- **Set exercise**
Write out exactly the lines from the one containing "Place one point per instance of the upper" through the last line of the records below, including both.

- **Data in this exercise**

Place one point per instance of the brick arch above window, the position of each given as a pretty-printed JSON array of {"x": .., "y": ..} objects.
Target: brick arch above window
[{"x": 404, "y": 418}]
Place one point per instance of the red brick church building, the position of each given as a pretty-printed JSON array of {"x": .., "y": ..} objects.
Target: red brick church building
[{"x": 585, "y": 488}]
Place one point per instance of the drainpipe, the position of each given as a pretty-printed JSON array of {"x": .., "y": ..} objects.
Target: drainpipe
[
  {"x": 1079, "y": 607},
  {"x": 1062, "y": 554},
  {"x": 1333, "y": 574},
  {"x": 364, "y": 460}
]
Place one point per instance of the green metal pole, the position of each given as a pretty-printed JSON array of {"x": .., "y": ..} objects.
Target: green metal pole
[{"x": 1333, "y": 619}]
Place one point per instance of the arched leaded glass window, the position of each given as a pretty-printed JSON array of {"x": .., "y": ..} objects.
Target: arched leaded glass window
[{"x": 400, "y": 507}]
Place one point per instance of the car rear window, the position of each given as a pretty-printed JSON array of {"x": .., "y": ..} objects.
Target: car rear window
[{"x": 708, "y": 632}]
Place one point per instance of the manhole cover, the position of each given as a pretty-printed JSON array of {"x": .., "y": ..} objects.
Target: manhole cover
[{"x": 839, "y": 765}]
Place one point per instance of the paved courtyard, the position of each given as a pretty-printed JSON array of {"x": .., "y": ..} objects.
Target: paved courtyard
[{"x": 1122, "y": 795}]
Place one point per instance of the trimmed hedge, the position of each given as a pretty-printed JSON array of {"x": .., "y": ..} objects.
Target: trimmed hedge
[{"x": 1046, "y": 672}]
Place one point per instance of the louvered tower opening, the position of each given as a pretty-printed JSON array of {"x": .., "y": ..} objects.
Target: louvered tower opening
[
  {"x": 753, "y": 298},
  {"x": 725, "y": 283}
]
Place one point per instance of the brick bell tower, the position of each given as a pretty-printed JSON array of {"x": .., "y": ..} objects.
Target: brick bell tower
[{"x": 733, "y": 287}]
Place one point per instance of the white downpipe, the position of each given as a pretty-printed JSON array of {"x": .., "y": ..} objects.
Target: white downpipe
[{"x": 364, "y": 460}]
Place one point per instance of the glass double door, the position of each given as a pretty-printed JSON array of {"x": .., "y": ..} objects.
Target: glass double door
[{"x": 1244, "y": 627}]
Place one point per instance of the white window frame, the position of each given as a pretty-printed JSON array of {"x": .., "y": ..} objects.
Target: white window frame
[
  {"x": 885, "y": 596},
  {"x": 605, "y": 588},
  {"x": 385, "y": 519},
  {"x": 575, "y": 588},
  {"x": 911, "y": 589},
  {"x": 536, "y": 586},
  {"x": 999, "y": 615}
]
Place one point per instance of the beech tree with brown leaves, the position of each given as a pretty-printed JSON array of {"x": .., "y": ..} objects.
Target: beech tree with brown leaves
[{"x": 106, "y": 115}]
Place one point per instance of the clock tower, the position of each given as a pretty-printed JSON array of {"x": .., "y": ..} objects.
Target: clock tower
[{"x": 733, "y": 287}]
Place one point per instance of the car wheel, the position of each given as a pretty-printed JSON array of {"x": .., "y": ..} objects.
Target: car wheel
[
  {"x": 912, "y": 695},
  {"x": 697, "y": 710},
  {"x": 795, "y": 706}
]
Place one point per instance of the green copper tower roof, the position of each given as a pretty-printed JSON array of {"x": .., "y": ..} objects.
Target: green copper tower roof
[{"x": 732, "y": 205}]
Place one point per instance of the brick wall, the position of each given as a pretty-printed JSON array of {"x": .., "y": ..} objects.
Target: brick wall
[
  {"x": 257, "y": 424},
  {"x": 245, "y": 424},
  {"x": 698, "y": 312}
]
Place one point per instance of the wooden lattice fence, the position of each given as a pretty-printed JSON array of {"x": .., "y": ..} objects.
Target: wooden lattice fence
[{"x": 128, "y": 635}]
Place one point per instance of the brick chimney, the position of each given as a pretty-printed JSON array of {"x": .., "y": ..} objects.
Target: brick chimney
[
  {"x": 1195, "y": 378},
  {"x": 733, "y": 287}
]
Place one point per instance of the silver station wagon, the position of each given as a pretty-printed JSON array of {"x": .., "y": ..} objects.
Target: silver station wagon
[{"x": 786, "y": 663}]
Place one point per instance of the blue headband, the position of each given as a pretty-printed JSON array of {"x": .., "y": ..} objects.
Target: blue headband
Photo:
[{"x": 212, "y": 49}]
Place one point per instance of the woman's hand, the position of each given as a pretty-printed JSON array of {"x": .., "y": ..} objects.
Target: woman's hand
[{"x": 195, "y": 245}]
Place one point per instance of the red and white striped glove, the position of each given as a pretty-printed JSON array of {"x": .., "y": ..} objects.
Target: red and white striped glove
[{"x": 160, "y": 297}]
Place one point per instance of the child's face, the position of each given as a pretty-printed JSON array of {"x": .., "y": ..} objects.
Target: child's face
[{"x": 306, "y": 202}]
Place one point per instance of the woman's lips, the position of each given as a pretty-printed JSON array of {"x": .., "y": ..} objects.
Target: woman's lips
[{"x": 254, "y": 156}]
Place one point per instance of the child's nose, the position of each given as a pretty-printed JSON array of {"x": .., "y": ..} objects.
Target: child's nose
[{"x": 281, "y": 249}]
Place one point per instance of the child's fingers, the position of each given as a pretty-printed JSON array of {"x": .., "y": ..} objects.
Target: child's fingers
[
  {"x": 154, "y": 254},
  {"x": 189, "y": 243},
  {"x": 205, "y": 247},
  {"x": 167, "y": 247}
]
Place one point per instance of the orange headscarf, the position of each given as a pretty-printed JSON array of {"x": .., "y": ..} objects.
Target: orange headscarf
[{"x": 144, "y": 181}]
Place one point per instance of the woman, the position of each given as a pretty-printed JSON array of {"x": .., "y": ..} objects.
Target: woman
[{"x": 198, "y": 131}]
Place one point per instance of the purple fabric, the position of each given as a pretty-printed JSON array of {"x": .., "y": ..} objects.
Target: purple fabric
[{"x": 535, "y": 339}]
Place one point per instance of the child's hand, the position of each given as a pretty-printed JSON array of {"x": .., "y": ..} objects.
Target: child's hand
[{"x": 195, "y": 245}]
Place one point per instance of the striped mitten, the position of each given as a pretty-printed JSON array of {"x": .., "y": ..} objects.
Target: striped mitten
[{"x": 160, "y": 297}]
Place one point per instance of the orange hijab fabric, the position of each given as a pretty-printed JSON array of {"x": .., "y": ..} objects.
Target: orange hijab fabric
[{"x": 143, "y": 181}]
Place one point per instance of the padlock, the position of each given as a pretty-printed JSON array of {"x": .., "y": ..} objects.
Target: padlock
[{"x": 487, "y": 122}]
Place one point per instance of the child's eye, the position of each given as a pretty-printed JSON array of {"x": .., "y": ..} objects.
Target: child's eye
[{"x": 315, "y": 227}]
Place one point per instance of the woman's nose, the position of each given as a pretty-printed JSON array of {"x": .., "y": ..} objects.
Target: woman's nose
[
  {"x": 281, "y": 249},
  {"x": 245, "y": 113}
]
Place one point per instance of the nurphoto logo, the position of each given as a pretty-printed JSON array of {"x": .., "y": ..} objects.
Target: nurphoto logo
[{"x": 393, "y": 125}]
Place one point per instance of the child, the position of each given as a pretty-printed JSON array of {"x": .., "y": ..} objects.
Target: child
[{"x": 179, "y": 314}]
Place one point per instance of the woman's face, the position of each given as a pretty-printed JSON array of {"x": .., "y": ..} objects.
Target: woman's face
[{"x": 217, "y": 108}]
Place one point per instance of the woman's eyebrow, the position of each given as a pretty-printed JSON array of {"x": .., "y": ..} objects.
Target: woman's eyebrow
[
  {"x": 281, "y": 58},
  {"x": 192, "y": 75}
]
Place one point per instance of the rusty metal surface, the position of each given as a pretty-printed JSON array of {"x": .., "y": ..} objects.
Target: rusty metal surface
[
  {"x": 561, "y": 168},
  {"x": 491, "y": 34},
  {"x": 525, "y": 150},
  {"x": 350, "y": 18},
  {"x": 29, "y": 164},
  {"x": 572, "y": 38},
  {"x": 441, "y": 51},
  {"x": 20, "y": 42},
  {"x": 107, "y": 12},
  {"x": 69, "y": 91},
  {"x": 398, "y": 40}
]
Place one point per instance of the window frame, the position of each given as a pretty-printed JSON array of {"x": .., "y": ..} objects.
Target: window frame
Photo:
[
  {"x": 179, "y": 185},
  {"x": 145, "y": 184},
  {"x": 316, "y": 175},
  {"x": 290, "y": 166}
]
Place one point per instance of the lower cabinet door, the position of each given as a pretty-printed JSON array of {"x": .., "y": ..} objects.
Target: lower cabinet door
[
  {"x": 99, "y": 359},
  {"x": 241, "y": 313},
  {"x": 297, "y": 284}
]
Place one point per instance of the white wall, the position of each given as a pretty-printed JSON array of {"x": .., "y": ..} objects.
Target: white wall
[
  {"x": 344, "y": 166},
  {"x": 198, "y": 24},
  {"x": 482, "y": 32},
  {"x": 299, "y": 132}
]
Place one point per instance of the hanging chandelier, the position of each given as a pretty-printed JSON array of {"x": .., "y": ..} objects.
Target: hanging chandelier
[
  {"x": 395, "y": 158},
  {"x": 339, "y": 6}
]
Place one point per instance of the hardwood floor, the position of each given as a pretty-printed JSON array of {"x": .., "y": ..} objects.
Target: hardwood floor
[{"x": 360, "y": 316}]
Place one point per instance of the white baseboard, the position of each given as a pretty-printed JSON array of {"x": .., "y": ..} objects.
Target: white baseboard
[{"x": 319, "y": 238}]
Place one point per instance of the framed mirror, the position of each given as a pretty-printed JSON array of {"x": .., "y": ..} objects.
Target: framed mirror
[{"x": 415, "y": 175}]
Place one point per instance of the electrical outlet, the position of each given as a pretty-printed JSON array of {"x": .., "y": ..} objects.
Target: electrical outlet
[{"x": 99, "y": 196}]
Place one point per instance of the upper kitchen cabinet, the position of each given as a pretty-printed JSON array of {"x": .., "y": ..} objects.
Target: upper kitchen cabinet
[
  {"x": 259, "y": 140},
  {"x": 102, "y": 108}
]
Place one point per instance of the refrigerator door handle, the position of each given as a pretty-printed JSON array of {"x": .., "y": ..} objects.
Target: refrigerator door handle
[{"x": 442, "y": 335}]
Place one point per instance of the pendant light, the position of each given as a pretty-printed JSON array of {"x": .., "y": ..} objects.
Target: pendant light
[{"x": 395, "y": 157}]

- **Result of this exercise**
Place one point per instance of the upper kitchen cabinet, the position of each given as a pretty-printed JSON array of {"x": .., "y": ..} objects.
Target: upper kitchen cabinet
[
  {"x": 259, "y": 140},
  {"x": 102, "y": 108}
]
Place one point per instance of the refrigerator door handle, the position of each given as a pretty-printed JSON array of {"x": .., "y": ..} objects.
Target: refrigerator door handle
[{"x": 442, "y": 335}]
Place one point per instance of the pendant light, the position of each given as a pretty-printed JSON array of {"x": .., "y": ..} objects.
Target: pendant light
[{"x": 395, "y": 157}]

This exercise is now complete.